• _SHORT PROBLEM_: Please rewrite the data below as a numbered list, starting with the line that contains "UI grounding task. Element to find: turtle head" and going on through the line that contains "[218,65,259,115]". Leave out any blank lines.

• _MATERIAL_:
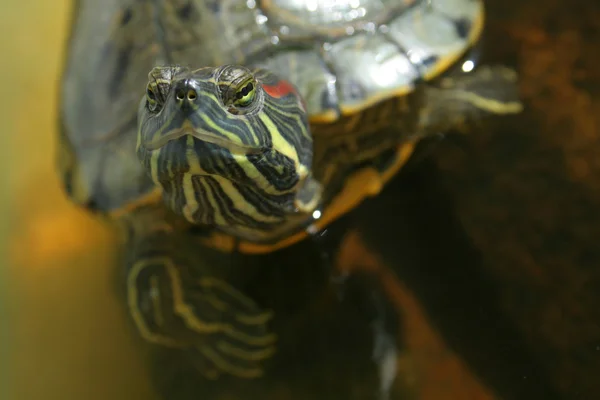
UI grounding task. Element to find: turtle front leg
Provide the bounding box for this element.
==
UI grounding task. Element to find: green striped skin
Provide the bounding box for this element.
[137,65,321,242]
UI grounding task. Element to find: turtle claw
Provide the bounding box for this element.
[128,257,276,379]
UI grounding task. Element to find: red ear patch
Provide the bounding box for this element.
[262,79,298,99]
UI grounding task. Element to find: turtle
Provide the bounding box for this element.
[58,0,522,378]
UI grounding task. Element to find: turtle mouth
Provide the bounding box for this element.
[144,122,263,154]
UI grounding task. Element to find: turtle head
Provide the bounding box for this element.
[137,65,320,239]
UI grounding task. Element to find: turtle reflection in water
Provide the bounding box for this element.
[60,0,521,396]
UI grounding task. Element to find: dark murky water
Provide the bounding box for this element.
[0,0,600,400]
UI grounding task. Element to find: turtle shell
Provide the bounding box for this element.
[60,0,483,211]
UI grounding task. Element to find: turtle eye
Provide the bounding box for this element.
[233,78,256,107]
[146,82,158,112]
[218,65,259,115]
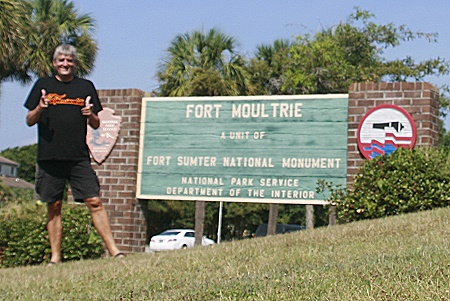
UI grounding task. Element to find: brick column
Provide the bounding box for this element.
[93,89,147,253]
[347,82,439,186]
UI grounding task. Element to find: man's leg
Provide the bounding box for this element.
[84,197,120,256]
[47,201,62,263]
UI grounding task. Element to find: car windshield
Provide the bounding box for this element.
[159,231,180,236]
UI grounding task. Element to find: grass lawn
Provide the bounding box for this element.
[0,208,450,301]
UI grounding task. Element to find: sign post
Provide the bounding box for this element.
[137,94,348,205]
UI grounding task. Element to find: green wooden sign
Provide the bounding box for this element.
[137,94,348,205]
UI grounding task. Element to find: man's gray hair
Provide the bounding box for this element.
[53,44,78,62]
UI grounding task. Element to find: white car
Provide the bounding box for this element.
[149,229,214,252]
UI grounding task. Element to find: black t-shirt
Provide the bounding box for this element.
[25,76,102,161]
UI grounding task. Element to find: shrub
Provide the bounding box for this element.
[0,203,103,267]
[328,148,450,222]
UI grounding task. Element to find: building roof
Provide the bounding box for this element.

• _TASK OUTPUT_:
1. UI grounding task. Element to find: turtle head
2. Provide the bounding box for this element.
3. [137,65,320,239]
4. UI grounding task. Element to find: turtle reflection in water
5. Provide the bounding box for this element.
6. [60,0,521,396]
7. UI grounding task. Element to find: dark murky water
8. Provide the bounding box for this element.
9. [0,0,600,400]
10. UI grounding task. Element to find: turtle shell
11. Provide the bounding box for this element.
12. [60,0,483,211]
13. UI grounding task. Element to find: turtle eye
14. Provide the bounding box for this element.
15. [233,78,256,107]
16. [146,82,158,112]
17. [218,65,259,115]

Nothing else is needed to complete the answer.